The exercise>
Pick out and copy every line in the rows below that contains the string "field".

[Coordinate annotation records]
++++++++++++++++++++
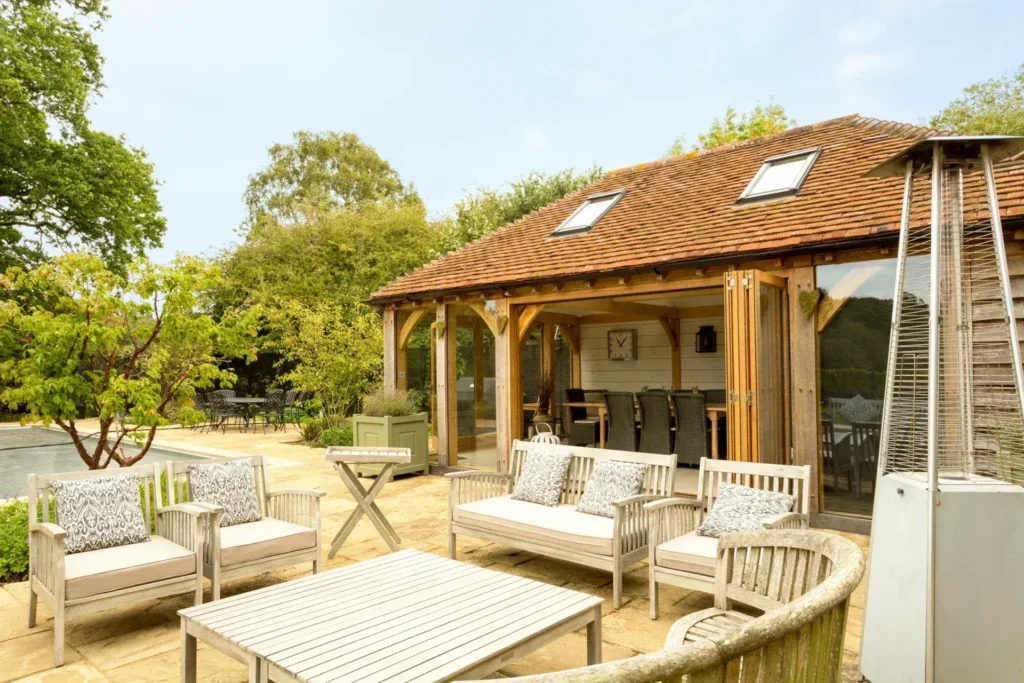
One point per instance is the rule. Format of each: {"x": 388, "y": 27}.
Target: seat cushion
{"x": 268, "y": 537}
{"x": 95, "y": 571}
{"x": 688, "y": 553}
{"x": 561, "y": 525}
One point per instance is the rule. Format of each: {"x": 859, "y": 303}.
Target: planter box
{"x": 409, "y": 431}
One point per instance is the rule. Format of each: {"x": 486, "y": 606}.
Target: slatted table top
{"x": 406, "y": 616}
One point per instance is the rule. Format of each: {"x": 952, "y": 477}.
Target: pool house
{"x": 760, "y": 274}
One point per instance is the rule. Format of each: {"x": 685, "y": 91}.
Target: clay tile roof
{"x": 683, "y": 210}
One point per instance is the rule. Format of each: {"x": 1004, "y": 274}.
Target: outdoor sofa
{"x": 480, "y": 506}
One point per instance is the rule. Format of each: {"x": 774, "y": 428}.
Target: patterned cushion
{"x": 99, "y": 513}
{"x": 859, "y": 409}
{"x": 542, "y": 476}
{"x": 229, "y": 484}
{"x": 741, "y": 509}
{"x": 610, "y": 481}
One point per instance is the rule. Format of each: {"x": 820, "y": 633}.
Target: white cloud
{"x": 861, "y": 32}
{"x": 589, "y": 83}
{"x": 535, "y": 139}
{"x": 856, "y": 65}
++++++++++++++++++++
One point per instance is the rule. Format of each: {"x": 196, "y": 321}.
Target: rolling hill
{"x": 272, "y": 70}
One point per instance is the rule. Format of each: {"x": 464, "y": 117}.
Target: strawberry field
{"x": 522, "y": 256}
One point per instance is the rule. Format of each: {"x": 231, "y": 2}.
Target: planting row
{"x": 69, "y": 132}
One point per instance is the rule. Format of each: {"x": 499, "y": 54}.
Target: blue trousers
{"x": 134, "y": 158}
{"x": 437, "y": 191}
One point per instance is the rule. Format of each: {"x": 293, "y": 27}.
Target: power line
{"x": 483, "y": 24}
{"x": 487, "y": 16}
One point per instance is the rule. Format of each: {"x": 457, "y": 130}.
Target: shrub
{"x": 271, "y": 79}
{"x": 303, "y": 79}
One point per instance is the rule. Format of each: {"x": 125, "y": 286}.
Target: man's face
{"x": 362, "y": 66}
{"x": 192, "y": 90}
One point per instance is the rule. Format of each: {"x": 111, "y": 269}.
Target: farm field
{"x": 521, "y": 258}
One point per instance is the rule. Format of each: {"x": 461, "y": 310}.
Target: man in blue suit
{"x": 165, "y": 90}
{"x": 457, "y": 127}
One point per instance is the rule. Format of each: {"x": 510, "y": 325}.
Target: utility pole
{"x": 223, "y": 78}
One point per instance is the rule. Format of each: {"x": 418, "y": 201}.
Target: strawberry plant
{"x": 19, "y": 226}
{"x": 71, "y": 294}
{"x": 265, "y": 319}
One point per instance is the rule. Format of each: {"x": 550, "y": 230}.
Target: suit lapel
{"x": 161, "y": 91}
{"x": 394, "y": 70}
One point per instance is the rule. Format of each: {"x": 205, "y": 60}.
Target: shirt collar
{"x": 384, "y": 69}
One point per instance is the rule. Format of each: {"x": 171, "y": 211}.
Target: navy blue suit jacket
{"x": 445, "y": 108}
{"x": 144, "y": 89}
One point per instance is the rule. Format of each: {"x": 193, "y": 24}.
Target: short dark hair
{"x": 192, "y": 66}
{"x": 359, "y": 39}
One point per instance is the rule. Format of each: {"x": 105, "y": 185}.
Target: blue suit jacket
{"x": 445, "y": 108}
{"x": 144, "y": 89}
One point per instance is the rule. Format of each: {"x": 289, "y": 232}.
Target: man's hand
++++++++++++++++++++
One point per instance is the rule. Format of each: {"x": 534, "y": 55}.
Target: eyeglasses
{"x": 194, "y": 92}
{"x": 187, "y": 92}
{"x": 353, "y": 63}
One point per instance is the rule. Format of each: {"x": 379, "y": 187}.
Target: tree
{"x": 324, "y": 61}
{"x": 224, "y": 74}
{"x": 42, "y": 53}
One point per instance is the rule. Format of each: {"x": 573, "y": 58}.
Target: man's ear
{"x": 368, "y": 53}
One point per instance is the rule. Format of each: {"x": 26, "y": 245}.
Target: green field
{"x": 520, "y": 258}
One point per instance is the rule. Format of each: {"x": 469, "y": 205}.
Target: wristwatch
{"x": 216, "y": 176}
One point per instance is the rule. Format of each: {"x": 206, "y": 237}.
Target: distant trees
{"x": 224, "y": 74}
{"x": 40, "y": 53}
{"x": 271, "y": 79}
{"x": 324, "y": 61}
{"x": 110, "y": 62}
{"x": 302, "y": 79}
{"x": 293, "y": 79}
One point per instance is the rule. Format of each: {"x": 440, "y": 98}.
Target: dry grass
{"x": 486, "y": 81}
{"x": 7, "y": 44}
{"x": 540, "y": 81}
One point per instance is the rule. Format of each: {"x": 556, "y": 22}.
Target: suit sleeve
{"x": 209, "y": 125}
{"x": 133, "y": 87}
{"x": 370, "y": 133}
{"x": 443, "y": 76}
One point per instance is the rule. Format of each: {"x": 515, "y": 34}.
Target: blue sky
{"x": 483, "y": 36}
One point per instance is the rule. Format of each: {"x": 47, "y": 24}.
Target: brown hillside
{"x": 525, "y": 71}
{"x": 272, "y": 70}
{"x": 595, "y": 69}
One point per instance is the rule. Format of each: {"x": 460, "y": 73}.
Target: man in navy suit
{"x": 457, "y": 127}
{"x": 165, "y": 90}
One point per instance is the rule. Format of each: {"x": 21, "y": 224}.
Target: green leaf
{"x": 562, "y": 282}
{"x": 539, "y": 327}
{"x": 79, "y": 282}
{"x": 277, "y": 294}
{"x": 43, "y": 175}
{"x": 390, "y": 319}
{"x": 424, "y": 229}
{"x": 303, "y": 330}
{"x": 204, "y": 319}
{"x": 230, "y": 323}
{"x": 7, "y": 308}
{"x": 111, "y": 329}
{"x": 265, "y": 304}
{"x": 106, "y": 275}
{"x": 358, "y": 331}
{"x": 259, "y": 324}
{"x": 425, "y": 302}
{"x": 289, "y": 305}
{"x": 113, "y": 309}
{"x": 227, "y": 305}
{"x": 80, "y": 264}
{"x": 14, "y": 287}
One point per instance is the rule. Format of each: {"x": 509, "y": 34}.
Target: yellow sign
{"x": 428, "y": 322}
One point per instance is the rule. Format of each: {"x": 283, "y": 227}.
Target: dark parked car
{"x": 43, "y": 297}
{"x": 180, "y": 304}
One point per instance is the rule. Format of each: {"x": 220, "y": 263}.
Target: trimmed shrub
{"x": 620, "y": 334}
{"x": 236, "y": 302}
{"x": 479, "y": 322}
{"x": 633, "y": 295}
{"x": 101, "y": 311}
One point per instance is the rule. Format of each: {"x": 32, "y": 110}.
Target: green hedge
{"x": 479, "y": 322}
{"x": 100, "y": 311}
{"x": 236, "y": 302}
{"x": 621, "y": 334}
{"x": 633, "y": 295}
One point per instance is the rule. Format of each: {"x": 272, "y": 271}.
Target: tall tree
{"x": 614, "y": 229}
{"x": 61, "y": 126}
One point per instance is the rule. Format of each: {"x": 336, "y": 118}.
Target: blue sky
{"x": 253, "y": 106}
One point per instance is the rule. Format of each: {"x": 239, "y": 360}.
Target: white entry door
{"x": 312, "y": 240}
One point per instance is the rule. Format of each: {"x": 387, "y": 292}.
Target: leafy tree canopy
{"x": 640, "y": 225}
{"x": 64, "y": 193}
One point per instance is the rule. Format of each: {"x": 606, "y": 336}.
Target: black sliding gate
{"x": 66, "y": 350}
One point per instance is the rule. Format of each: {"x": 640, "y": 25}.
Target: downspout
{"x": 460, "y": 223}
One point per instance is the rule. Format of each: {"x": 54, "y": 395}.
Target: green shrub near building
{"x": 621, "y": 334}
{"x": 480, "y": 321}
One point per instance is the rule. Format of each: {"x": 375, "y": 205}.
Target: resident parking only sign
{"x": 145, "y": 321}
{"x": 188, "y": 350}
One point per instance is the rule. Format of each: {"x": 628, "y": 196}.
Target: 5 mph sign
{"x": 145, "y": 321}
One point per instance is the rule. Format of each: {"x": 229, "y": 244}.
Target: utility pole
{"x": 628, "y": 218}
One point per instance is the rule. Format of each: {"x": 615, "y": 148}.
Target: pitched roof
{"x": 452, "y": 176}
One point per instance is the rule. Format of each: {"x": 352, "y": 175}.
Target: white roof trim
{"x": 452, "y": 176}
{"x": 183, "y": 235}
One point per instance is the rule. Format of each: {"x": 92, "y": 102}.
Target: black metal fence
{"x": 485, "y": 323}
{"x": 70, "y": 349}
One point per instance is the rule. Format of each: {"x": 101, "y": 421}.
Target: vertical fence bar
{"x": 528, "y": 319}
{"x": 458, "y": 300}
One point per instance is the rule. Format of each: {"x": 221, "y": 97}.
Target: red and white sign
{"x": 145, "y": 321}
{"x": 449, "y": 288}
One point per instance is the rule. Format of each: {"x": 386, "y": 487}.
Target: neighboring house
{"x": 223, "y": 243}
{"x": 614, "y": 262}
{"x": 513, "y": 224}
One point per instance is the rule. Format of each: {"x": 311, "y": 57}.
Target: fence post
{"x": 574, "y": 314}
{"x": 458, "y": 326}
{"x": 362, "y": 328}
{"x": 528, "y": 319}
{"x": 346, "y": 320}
++++++++++++++++++++
Written solution>
Target: strawberry field
Target: farm field
Target: green field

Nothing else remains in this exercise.